Switch every "segment" in the records below to "outline" and reproduce them with nothing else changed. Leave out the pictures.
= = =
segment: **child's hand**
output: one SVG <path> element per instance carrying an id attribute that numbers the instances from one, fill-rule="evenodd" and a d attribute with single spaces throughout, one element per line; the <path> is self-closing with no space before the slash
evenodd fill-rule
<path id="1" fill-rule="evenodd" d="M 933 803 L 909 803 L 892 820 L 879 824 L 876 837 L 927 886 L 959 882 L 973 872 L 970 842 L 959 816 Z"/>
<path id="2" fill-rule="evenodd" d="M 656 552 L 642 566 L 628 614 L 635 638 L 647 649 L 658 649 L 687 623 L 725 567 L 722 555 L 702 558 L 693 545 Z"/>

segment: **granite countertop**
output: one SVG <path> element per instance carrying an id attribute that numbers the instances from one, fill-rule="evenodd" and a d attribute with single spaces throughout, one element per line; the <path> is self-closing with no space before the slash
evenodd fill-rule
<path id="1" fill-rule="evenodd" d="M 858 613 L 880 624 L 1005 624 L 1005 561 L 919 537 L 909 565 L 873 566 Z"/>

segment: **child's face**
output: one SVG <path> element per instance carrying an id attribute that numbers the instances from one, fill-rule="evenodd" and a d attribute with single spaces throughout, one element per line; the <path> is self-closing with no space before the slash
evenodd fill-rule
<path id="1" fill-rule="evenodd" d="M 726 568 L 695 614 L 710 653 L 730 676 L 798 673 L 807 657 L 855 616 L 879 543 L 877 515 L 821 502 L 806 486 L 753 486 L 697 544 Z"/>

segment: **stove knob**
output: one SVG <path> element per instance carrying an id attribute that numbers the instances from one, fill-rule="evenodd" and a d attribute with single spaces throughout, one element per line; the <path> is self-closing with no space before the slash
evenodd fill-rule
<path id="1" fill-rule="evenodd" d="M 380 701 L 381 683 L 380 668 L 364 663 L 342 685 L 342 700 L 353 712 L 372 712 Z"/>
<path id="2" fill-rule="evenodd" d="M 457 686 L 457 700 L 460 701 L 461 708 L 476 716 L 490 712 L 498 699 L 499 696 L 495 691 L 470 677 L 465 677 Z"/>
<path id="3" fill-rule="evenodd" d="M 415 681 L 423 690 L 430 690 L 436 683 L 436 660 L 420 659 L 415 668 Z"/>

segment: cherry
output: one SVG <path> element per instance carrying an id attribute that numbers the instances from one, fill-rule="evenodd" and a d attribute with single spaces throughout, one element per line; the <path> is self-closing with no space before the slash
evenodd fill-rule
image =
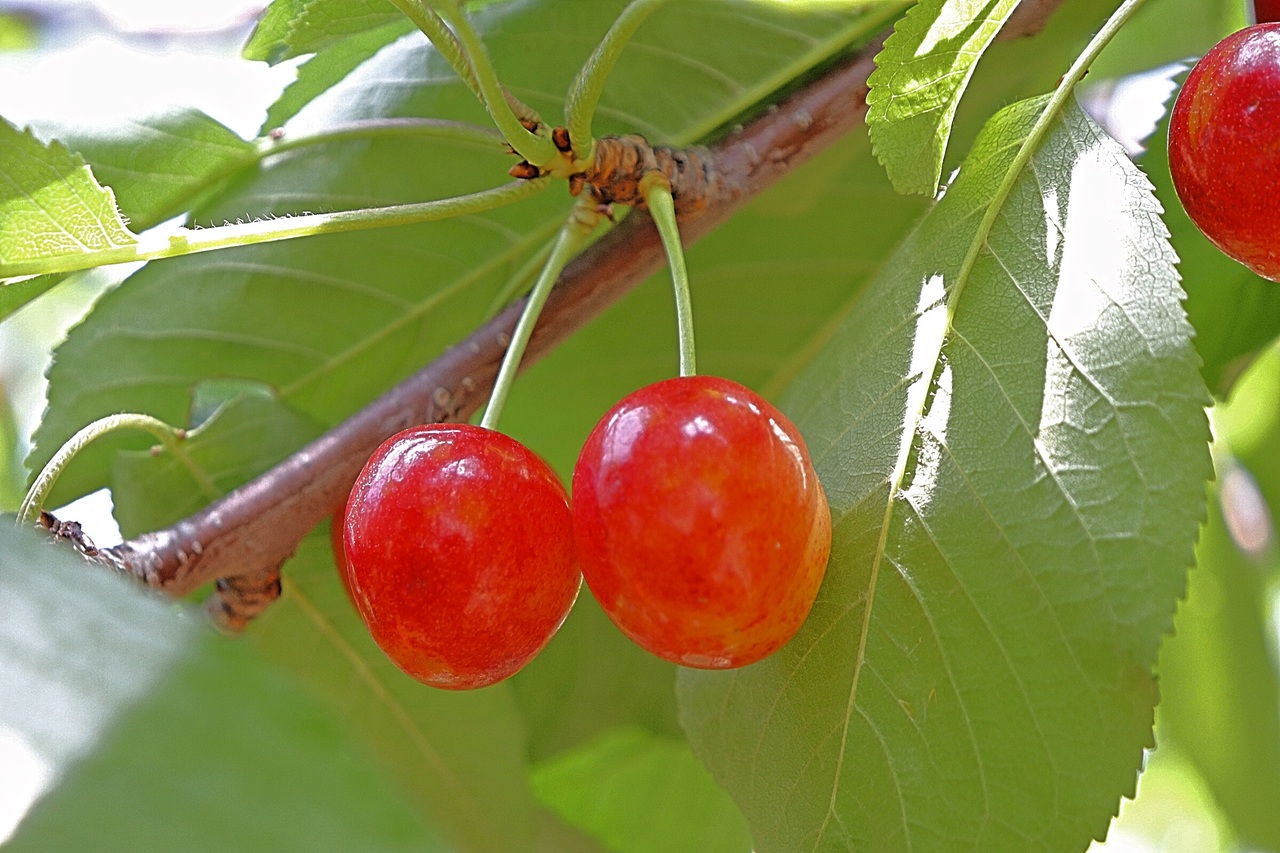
= = =
Result of the exercise:
outline: **child's hand**
output: one SVG <path> element per instance carrying an id attribute that numbers the instances from one, fill-rule="evenodd" and a d attribute with single spaces throughout, one element per line; the <path> is self-closing with no space before the slash
evenodd fill-rule
<path id="1" fill-rule="evenodd" d="M 933 803 L 909 803 L 892 820 L 879 824 L 876 837 L 927 886 L 959 882 L 973 872 L 970 842 L 959 816 Z"/>
<path id="2" fill-rule="evenodd" d="M 656 552 L 642 566 L 628 614 L 635 638 L 647 649 L 658 649 L 687 623 L 725 567 L 722 555 L 702 558 L 693 545 Z"/>

outline: **granite countertop**
output: one SVG <path> element per instance carrying an id attribute that numbers the instances from one, fill-rule="evenodd" and a d attribute with single spaces throughout, one element per line; the <path> is self-closing with no space before the slash
evenodd fill-rule
<path id="1" fill-rule="evenodd" d="M 858 613 L 880 624 L 1005 624 L 1005 561 L 919 537 L 909 565 L 873 566 Z"/>

outline: **child's face**
output: one SVG <path> element per instance carrying an id attribute that numbers the instances from one, fill-rule="evenodd" and a d attribute with single spaces throughout, one element per line; the <path> is self-closing with no space before the slash
evenodd fill-rule
<path id="1" fill-rule="evenodd" d="M 726 568 L 695 614 L 710 653 L 730 676 L 798 673 L 807 657 L 855 616 L 879 543 L 877 515 L 821 502 L 806 486 L 753 486 L 697 544 Z"/>

outline: **stove knob**
output: one SVG <path> element per instance carrying an id attribute that numbers the instances from one, fill-rule="evenodd" and a d attribute with single spaces throughout, one element per line; the <path> is self-closing with no space before the slash
evenodd fill-rule
<path id="1" fill-rule="evenodd" d="M 380 701 L 381 683 L 380 668 L 364 663 L 342 685 L 342 700 L 353 712 L 372 712 Z"/>
<path id="2" fill-rule="evenodd" d="M 457 686 L 457 700 L 460 701 L 461 708 L 476 716 L 490 712 L 498 699 L 499 696 L 495 691 L 470 677 L 465 677 Z"/>
<path id="3" fill-rule="evenodd" d="M 415 681 L 423 690 L 430 690 L 436 683 L 436 660 L 420 659 L 415 668 Z"/>

outline: cherry
output: one SVG <path> element per instance carrying an id attribute that numbers the instances from one, fill-rule="evenodd" and a d attribute with single spaces throughout, one element per line; the <path> is self-closing with no space before the slash
evenodd fill-rule
image =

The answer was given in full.